Referring expression pointing data:
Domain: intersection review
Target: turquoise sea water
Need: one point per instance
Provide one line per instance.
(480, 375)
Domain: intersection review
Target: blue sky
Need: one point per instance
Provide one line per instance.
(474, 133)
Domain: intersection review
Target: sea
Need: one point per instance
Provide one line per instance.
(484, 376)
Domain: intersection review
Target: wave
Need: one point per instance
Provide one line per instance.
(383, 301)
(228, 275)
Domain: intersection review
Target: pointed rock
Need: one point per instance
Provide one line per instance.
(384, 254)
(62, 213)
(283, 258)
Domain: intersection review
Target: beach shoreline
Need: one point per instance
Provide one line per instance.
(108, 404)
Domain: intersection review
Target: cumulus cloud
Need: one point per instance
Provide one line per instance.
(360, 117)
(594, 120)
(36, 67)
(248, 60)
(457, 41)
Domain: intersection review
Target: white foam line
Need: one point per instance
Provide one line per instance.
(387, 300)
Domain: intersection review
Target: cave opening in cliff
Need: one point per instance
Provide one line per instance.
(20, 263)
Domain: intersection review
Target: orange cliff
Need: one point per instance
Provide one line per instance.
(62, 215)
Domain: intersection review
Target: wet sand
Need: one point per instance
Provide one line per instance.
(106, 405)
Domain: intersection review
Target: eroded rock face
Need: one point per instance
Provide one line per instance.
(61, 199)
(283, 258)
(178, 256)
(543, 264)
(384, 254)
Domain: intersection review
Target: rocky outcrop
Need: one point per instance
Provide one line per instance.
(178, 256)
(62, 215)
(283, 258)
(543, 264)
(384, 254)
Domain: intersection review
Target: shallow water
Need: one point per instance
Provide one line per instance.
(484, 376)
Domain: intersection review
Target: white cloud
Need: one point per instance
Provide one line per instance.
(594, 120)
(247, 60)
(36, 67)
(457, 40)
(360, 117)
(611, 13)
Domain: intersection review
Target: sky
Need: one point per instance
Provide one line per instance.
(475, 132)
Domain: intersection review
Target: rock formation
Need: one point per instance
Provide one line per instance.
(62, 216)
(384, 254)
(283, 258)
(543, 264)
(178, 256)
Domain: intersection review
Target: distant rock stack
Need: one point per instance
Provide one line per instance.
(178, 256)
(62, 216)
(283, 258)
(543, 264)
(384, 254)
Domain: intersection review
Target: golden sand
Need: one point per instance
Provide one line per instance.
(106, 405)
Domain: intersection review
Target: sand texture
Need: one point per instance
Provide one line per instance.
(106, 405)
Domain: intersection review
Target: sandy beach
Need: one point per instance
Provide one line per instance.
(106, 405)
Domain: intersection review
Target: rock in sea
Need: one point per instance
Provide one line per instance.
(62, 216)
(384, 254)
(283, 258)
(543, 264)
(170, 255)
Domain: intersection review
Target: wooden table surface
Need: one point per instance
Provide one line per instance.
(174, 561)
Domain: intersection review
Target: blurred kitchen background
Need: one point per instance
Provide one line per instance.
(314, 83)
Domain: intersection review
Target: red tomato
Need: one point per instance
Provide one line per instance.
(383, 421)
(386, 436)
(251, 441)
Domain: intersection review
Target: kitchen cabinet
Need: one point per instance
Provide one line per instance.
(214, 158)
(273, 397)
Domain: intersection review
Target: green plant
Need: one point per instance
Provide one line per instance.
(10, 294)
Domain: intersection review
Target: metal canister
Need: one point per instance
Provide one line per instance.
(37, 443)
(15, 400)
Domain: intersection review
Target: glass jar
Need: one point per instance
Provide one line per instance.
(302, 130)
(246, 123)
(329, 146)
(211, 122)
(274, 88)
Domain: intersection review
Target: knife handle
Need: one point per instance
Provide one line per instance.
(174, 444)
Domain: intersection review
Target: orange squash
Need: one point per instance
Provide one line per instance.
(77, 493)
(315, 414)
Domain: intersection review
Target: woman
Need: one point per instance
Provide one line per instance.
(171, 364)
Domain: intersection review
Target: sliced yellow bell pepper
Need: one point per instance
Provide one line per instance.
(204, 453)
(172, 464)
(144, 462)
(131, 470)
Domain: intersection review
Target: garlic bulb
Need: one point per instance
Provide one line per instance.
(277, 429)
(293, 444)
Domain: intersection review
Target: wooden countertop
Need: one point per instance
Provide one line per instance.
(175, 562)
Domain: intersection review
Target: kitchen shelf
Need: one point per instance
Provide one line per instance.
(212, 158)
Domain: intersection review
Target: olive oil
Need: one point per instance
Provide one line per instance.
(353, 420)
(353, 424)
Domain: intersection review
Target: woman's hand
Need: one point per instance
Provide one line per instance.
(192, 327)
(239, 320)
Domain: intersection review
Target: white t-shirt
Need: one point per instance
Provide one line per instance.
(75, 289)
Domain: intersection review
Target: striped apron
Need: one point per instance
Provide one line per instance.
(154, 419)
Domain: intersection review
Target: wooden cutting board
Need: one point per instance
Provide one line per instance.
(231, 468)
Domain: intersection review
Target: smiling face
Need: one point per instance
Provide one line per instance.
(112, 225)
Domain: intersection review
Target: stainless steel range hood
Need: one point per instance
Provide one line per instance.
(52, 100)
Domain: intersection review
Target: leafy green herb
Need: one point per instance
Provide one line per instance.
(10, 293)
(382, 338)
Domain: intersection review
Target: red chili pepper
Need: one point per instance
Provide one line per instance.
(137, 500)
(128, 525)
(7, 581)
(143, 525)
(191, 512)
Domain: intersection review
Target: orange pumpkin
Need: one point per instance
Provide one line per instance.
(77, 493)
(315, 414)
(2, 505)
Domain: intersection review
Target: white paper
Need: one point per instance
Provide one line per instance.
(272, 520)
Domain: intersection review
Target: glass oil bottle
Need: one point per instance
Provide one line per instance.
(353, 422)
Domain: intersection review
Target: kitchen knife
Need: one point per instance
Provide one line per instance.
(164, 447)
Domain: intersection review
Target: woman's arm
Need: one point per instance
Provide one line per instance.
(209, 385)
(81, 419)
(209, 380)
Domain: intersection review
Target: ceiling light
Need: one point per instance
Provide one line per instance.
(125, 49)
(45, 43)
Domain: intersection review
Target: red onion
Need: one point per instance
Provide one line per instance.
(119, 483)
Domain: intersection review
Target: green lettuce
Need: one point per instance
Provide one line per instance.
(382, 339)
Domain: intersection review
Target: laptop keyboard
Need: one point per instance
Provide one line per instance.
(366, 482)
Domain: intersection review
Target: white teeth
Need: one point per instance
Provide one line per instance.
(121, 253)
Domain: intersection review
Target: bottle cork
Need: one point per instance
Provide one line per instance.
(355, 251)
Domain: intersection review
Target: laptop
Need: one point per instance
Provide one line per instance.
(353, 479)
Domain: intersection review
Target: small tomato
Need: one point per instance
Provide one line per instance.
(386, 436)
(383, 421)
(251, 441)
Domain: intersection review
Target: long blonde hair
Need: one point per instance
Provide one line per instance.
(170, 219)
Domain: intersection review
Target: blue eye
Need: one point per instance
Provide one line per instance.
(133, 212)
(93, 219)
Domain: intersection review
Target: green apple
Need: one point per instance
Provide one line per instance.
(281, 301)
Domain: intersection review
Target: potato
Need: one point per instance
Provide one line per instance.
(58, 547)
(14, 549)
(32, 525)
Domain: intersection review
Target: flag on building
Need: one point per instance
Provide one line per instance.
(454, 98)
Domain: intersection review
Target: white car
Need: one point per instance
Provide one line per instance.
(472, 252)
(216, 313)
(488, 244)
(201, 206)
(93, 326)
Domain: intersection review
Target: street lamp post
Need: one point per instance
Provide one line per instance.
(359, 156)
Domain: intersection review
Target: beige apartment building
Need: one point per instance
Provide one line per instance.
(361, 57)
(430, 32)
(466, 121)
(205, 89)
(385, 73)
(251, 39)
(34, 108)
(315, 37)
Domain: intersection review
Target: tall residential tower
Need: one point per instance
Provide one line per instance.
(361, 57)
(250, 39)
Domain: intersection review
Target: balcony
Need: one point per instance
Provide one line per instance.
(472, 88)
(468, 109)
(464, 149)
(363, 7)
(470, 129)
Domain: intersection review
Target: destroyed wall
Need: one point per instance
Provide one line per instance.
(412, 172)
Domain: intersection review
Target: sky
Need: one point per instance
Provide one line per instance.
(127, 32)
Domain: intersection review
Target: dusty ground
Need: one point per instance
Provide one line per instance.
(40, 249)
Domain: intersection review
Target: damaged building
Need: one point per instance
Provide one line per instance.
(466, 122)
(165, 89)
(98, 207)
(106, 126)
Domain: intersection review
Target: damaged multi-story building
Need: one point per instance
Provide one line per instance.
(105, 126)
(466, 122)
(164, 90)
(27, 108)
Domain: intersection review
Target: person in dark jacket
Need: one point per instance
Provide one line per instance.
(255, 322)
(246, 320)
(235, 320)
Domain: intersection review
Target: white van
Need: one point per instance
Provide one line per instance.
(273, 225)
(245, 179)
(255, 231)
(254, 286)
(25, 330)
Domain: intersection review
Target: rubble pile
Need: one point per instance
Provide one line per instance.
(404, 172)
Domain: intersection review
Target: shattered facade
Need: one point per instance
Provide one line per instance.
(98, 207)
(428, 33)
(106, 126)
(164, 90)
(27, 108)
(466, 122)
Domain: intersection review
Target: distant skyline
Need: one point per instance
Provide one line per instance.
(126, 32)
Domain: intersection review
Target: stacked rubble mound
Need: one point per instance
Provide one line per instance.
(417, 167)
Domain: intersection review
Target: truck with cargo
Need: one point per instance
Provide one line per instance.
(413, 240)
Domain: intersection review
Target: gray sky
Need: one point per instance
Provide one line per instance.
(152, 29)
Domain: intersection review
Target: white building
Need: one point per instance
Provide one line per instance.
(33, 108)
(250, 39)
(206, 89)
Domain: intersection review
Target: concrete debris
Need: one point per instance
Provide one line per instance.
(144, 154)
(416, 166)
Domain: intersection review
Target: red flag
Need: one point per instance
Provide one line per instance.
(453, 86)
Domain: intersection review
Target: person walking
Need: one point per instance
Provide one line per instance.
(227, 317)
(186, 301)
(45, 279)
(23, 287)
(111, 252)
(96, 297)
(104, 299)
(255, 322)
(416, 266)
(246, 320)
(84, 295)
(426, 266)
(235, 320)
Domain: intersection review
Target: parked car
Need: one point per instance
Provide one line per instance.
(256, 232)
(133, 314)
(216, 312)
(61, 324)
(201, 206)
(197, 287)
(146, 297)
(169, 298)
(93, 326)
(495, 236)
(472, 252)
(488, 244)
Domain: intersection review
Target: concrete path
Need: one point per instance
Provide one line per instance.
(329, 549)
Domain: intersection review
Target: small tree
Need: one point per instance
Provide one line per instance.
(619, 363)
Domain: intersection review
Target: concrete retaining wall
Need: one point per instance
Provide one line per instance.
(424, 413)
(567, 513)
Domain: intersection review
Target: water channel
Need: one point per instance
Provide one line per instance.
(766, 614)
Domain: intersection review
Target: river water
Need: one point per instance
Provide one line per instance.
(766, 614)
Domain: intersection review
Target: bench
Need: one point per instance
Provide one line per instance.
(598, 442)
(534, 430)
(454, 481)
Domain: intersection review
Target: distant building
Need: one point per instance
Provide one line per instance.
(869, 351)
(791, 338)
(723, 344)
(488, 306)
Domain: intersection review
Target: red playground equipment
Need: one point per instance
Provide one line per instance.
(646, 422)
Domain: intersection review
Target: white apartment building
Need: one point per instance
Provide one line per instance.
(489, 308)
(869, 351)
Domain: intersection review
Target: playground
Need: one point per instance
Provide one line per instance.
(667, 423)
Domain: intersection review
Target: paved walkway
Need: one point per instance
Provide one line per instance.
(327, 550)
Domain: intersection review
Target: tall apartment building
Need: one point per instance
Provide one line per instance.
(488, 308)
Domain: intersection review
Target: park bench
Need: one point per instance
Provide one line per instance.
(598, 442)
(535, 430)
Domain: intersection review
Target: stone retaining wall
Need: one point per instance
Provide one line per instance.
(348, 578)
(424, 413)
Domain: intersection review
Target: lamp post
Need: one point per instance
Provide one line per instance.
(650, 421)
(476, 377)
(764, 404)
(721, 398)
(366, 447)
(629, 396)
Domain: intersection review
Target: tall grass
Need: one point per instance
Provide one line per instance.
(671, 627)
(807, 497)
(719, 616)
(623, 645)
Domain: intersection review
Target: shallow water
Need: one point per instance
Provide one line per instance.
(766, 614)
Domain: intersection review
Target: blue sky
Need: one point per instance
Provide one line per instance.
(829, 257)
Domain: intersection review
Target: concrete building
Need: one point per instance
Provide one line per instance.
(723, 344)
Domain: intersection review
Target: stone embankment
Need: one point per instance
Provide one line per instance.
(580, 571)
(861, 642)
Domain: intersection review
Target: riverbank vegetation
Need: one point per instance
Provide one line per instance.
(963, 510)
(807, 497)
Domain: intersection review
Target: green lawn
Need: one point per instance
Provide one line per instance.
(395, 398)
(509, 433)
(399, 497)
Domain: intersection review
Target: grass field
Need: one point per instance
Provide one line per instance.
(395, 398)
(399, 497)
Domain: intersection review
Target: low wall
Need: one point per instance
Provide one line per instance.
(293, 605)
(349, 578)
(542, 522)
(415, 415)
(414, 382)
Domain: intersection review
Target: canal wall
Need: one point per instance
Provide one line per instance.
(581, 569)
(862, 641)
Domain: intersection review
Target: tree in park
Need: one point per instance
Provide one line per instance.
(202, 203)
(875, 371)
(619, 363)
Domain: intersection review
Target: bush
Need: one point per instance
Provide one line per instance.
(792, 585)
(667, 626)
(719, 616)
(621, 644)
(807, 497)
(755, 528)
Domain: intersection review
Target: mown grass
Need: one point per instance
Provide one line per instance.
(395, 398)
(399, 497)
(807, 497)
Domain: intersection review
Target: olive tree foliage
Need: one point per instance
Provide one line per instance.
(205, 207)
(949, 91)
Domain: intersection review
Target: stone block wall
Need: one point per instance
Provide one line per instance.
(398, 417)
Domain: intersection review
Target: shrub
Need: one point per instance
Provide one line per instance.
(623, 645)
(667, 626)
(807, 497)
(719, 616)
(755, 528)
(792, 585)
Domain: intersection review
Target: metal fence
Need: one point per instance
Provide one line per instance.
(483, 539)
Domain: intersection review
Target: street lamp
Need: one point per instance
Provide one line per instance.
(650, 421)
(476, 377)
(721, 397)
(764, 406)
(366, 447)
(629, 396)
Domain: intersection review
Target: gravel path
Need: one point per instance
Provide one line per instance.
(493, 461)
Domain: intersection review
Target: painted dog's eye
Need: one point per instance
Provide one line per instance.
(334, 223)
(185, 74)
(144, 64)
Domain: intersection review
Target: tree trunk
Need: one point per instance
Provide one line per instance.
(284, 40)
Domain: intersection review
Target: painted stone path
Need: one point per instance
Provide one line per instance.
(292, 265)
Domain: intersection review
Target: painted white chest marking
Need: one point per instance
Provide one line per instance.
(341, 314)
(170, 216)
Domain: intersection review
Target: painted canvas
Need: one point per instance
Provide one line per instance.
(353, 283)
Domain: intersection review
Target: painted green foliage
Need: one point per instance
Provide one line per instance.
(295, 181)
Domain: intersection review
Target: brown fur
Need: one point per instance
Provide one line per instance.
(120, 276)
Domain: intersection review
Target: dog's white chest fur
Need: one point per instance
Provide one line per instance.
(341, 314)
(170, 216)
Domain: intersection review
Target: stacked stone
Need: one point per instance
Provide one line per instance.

_What you are asked to do_
When a line of the records has the word "laptop", pick it out and copy it.

_Solution_
Target: laptop keyboard
Target: laptop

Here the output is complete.